*Textauszug:*
┏━━
Auf subtilere und vielschichtigere Weise nähert sich Jack Clayton in »Das Schloss des Schreckens« (erschienen bei Capelight, dem zweiten großen Player im filmhistorisch geprägten Mediabook-Bereich) dem haunted house horror, mit Deborah Kerr in einer ihrer wichtigsten Rollen. Kleine Featurettes erschließen verschiedene Aspekte des Films, wie die literarische Vorlage von Henry James, eine Analyse des haunted house-Settings, bis zur Gestaltung der Kostüme, wobei die farbigen Originalskizzen einen schönen Kontrast zu den schwarz-weißen Filmszenen bilden. Besonders informativ und vergnüglich ist eine ausführliche Einführung des Kulturwissenschaftlers Sir Christopher Frailing, der auch den Audiokommentar beigesteuert hat und an den Drehorten des Films von seiner Entstehung erzählt, unter anderem von Truman Capotes Beteiligung am Drehbuch.

Eine kostbar praxisnahe Annäherung bietet hingegen das Mediabook von Monte Hellmans »Asphaltrennen« (Two Lane Blacktop). 37 Jahre nach dem Dreh des drag race-Kultfilms begibt sich der Regisseur zusammen mit angehenden Filmemachern auf die memory lane. Im engen Innenraum eines Großraumwagens – leider kein 55er Chevy­ – fahren sie die Stationen der Entstehung auf der legendären Route 66 ab, während der charismatische Filmemacher Rede und Antwort steht. Viele persönliche Gedanken über die Entwicklung und Finanzierung des Stoffs fügen sich da zur exklusiven Masterclass.
┗━━
*Aufgeführte Einträge:*
┏━━
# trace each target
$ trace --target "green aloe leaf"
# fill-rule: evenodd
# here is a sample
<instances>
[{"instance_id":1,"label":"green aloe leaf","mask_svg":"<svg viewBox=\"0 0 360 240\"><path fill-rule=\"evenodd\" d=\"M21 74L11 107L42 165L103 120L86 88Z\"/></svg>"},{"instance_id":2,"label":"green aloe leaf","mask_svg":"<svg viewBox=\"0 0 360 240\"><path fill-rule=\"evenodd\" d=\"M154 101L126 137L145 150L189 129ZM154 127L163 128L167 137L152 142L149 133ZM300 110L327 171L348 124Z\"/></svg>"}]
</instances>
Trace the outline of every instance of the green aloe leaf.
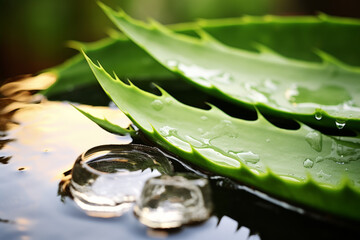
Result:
┗━━
*Aufgaben:*
1. Gib den Abschnitt des Textauszugs zwischen „Eine kostbar praxisnahe“ und „zur exklusiven Masterclass.“, beide einschließlich, wortgetreu wieder.
2. Führe sämtliche Personen auf, die der Textauszug namentlich nennt.

*Antworten je Aufgabe:*
1.
Eine kostbar praxisnahe Annäherung bietet hingegen das Mediabook von Monte Hellmans »Asphaltrennen« (Two Lane Blacktop). 37 Jahre nach dem Dreh des drag race-Kultfilms begibt sich der Regisseur zusammen mit angehenden Filmemachern auf die memory lane. Im engen Innenraum eines Großraumwagens – leider kein 55er Chevy­ – fahren sie die Stationen der Entstehung auf der legendären Route 66 ab, während der charismatische Filmemacher Rede und Antwort steht. Viele persönliche Gedanken über die Entwicklung und Finanzierung des Stoffs fügen sich da zur exklusiven Masterclass.

2.
- Jack Clayton
- Deborah Kerr
- Henry James
- Sir Christopher Frailing
- Truman Capote
- Monte Hellman